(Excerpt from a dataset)

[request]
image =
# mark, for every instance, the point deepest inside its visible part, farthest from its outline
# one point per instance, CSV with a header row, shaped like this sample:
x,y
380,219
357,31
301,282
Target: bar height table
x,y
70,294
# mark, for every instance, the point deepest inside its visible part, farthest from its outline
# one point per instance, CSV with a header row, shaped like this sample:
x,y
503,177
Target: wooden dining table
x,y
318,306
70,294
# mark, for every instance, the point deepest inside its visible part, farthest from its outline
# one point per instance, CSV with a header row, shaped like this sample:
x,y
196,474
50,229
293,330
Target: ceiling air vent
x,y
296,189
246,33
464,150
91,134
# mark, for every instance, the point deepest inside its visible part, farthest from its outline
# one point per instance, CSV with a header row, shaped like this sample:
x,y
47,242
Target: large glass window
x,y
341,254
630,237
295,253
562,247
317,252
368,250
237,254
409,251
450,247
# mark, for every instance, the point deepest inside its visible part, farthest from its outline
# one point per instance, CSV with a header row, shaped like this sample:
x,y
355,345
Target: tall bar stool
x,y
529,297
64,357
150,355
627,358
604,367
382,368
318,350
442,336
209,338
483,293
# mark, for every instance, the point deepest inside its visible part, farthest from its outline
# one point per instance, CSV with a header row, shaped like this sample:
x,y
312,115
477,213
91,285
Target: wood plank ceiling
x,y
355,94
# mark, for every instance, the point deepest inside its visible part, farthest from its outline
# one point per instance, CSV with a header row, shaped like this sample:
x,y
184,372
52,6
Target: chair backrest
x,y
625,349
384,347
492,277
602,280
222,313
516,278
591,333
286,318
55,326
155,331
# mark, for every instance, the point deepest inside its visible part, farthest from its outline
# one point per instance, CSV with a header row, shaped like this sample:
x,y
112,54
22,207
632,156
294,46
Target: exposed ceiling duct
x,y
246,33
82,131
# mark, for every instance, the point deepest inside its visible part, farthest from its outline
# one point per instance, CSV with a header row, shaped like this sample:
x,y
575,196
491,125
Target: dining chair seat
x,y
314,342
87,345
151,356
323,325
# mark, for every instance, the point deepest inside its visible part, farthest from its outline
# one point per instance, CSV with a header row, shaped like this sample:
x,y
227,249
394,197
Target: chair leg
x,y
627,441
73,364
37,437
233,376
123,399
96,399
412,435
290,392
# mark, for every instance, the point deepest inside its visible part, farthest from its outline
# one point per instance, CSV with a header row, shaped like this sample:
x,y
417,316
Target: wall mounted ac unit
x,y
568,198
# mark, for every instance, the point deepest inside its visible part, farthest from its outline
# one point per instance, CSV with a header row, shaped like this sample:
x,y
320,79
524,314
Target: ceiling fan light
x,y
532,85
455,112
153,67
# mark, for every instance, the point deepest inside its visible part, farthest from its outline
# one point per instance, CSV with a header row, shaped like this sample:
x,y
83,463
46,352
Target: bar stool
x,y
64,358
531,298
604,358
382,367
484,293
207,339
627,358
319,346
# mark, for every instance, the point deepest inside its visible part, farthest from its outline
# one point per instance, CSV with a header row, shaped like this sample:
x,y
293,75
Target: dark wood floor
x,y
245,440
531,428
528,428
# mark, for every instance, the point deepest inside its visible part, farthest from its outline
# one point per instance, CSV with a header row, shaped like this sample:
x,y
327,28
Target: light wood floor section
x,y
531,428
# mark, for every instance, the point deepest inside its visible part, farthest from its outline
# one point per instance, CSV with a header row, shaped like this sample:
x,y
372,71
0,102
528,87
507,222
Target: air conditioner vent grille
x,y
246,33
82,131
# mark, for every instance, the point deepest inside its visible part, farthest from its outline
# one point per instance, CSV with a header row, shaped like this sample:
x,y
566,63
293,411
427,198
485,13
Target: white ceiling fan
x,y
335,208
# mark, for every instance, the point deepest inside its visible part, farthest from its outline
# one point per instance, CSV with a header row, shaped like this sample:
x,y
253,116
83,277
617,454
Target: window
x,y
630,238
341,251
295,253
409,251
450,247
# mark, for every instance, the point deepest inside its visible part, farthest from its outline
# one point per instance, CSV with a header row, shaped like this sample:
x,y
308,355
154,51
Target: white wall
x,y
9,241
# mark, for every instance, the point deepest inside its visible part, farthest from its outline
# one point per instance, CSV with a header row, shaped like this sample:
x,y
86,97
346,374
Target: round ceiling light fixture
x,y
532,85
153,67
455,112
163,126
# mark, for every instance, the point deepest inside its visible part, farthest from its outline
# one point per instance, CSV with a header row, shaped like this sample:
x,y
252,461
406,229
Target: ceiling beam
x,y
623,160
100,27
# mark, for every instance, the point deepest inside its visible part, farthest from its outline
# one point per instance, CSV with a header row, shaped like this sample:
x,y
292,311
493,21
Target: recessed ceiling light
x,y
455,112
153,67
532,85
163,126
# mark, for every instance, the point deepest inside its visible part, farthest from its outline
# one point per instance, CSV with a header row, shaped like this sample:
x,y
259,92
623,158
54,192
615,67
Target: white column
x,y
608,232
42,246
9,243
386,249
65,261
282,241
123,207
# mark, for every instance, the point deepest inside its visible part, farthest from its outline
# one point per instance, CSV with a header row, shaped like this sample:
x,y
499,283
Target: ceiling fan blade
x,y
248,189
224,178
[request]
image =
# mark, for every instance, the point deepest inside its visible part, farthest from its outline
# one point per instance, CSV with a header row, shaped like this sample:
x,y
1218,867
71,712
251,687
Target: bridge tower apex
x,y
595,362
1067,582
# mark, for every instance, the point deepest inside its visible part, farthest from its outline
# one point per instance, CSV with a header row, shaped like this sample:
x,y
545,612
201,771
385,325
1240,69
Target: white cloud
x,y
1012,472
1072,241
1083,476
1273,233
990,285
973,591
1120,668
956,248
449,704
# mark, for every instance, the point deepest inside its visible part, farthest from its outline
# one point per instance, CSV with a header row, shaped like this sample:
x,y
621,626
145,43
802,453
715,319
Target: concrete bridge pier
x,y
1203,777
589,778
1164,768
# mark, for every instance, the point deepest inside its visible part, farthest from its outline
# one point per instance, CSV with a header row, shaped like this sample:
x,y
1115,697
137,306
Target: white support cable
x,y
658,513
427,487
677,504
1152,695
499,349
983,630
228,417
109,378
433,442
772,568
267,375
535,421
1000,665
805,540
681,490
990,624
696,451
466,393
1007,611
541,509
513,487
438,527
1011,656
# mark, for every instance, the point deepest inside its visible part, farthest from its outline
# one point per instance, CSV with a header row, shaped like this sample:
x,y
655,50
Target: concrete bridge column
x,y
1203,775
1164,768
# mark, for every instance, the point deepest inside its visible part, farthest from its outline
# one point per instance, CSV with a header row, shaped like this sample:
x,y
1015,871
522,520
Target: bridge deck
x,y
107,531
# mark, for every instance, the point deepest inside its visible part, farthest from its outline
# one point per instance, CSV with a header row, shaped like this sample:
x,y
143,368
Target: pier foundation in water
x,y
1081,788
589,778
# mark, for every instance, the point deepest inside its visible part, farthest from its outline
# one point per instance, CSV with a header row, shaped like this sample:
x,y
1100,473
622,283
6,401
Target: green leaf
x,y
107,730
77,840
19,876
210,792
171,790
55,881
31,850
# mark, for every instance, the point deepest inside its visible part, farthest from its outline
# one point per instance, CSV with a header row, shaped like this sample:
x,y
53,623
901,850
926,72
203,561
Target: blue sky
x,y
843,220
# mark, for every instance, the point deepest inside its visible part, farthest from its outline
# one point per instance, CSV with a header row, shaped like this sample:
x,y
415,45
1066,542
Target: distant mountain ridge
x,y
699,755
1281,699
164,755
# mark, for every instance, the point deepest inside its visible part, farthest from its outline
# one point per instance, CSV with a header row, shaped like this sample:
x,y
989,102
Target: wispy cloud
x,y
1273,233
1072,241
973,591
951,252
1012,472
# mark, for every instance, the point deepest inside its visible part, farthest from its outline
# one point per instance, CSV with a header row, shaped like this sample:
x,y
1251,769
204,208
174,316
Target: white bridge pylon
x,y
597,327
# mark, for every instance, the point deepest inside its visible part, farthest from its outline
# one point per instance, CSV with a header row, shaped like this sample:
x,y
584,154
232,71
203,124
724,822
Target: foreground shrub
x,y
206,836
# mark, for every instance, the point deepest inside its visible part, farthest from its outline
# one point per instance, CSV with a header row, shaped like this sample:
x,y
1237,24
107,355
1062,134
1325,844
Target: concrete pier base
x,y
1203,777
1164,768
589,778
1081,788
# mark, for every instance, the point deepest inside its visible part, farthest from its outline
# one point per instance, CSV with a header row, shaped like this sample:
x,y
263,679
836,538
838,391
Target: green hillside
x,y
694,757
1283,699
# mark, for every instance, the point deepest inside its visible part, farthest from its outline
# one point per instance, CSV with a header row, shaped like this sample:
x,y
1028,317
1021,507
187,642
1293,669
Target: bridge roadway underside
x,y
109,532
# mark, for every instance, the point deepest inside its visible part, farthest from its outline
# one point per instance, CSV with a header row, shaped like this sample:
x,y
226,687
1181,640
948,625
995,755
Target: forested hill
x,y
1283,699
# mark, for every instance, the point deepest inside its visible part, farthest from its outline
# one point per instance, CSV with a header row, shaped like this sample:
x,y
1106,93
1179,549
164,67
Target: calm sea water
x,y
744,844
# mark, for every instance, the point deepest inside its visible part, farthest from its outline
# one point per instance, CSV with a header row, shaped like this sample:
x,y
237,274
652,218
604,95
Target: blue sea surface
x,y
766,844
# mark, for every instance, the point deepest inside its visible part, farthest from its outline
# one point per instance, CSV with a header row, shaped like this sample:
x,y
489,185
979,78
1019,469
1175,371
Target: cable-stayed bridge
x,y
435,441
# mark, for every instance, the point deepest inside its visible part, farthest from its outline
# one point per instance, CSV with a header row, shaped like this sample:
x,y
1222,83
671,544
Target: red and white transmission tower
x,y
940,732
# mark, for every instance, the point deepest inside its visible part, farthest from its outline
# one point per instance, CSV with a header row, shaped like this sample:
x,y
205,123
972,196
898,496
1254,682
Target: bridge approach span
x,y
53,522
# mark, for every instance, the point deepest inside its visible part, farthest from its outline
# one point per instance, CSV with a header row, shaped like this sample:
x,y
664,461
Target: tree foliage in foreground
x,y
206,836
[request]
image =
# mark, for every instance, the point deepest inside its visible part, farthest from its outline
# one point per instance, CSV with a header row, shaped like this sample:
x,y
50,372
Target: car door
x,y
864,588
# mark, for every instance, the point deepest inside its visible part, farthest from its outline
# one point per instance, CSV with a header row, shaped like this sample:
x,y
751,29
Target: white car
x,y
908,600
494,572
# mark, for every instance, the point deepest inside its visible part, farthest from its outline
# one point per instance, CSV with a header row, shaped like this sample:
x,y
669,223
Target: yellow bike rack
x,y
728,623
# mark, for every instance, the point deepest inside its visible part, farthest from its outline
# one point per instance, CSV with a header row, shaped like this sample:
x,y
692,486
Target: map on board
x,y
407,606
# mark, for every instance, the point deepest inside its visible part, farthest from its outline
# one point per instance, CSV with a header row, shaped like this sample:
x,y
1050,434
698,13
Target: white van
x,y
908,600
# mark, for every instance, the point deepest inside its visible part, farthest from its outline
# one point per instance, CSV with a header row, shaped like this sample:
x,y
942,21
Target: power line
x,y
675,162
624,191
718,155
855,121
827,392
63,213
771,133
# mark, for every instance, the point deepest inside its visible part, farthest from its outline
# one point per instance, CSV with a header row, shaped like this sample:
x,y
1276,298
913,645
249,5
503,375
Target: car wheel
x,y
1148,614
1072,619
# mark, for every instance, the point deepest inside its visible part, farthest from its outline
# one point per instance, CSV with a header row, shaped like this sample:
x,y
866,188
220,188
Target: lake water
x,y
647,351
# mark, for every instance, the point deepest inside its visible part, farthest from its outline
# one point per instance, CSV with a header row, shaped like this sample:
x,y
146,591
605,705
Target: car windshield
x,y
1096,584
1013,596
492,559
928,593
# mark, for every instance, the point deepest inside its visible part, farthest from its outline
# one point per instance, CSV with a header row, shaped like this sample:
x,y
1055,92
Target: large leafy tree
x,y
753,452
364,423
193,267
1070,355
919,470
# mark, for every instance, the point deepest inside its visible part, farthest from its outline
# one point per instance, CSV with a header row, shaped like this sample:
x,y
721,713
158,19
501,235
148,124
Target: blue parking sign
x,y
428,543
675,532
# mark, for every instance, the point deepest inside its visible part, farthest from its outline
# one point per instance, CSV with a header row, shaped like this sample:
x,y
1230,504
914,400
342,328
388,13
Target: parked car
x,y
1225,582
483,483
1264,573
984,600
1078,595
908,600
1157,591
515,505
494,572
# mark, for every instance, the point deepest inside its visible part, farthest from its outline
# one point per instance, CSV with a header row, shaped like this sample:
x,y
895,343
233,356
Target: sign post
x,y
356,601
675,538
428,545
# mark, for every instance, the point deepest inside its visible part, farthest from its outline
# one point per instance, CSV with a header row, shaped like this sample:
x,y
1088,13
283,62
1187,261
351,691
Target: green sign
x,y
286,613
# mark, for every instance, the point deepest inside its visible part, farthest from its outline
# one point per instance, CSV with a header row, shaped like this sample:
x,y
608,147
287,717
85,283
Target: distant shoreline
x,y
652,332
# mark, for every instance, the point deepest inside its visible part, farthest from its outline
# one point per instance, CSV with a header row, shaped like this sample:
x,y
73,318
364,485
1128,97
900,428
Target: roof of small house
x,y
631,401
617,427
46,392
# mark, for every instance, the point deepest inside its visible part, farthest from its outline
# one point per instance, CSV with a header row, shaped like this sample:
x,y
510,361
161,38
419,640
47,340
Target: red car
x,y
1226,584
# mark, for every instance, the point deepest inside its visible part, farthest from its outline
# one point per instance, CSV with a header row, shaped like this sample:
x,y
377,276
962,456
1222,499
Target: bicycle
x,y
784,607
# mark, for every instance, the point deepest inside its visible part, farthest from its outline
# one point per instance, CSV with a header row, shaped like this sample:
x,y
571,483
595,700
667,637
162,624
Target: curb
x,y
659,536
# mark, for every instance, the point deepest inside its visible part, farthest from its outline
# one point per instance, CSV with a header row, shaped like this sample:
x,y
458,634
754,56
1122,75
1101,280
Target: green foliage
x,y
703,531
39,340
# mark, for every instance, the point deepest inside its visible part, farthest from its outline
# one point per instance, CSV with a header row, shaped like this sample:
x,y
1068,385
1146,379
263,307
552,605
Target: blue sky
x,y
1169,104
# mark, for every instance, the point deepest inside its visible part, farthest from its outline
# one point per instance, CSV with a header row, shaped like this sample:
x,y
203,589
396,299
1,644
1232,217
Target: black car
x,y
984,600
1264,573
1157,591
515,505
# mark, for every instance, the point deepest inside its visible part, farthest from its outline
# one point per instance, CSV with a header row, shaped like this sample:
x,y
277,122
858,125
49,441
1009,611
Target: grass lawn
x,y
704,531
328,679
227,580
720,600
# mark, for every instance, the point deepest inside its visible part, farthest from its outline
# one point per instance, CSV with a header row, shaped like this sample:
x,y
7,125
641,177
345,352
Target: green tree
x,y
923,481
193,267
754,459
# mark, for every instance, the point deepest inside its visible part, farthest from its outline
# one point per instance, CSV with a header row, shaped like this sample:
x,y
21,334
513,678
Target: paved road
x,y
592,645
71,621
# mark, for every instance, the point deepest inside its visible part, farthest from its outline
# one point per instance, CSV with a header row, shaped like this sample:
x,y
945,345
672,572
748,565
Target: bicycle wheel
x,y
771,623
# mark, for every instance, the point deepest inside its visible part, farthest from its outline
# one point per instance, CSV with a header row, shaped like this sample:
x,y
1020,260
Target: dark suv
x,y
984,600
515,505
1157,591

WHAT TO WORK ON
Gather every line of the listing above that contains the string "tower", treating uppercase and lowercase letters as different.

ANSWER
Target: bridge tower apex
Target: red and white transmission tower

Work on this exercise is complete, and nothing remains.